begin THE DATA

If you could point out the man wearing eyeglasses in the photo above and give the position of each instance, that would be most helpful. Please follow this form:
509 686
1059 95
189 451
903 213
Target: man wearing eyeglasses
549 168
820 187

end THE DATA
begin THE DATA

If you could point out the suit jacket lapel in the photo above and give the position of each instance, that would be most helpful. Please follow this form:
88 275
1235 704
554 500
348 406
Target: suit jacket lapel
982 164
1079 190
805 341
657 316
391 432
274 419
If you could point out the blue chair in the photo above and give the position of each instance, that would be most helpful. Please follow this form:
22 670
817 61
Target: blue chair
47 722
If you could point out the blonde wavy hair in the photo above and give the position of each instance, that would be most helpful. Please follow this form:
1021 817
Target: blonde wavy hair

end THE DATA

- TO DO -
Return each line above that contains the word "chair". Case counts.

- ANSWER TO THIS TASK -
If you could point out the blue chair in the photo above and give the position of each instance, that would be most helpful. Please follow this form:
Target: blue chair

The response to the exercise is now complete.